Your assignment:
Please copy everything from "One of the key" down to "separate FCA license." in the Brexit passage below, changing "brokers" to "investment firms".

Extract:
────────

However before that speech, May is targeting the end of March as when the UK government will trigger Article 50 of the European Union’s Lisbon Treaty, which formally begins the process that will pave the way for Britain’s exit from the EU.
The Article 50 rules gives both sides (the UK, and the EU) up to two years to negotiate terms of the ‘Brexit’ – meaning that unless negotiations are concluded faster than planned, March 2019 is the likely date of the real Brexit occurring.
Quite a number of Brexit skeptics (and those who hope that it will all somehow be undone) are voicing opinions that negotiating complicated terms with what amounts to twenty something other countries is simply impossible in two years’ time. Especially when some of the larger key EU bloc nations – namely Germany, France and the Netherlands – are facing national elections in that time span.
One of the key items to be negotiated between the UK and the EU is mutual recognition of financial regulation and licenses. If that is fully repealed, then UK based FCA regulated brokers will no longer be able to offer services to EU-based clients, without a separate license from one of the EU countries. Similarly, EU-based brokers will not be able to have UK offices or take on UK clients without a separate FCA license.
In the meantime, there seems to be a continued air of uncertainty in London financial circles as to what exactly Brexit will mean for London’s leading market position in banking, trading and finance.

────────

Stored data:
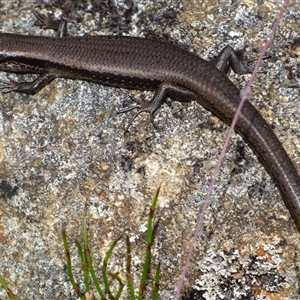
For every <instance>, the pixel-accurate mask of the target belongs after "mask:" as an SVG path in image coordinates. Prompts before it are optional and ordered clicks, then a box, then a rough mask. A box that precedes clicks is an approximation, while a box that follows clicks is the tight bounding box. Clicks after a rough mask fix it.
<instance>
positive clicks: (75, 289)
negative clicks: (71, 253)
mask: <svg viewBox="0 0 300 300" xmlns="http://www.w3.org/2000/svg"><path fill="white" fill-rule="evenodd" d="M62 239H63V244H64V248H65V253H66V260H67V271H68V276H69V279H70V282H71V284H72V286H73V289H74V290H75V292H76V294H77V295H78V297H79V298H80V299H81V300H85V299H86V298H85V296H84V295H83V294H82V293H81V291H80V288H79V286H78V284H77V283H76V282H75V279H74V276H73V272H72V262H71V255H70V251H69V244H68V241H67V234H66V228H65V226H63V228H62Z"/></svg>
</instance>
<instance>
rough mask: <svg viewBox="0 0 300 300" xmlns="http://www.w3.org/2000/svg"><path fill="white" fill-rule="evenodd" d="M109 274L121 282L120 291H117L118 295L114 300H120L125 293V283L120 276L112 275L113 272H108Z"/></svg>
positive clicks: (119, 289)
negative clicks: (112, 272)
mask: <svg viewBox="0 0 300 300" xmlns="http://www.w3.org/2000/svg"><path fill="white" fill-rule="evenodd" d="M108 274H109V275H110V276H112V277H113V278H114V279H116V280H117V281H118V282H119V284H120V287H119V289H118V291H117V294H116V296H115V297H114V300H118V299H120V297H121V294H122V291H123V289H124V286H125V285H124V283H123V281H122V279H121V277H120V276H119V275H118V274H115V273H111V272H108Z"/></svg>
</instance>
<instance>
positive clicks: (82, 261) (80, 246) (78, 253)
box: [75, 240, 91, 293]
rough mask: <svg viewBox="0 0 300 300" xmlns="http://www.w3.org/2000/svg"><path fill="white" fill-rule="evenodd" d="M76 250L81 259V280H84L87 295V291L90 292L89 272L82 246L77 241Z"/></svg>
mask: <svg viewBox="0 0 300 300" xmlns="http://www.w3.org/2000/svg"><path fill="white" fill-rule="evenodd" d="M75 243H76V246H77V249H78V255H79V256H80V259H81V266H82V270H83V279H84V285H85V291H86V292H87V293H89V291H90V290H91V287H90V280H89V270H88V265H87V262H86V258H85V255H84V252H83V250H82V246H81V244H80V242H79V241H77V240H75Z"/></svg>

────────

Response to this task:
One of the key items to be negotiated between the UK and the EU is mutual recognition of financial regulation and licenses. If that is fully repealed, then UK based FCA regulated investment firms will no longer be able to offer services to EU-based clients, without a separate license from one of the EU countries. Similarly, EU-based investment firms will not be able to have UK offices or take on UK clients without a separate FCA license.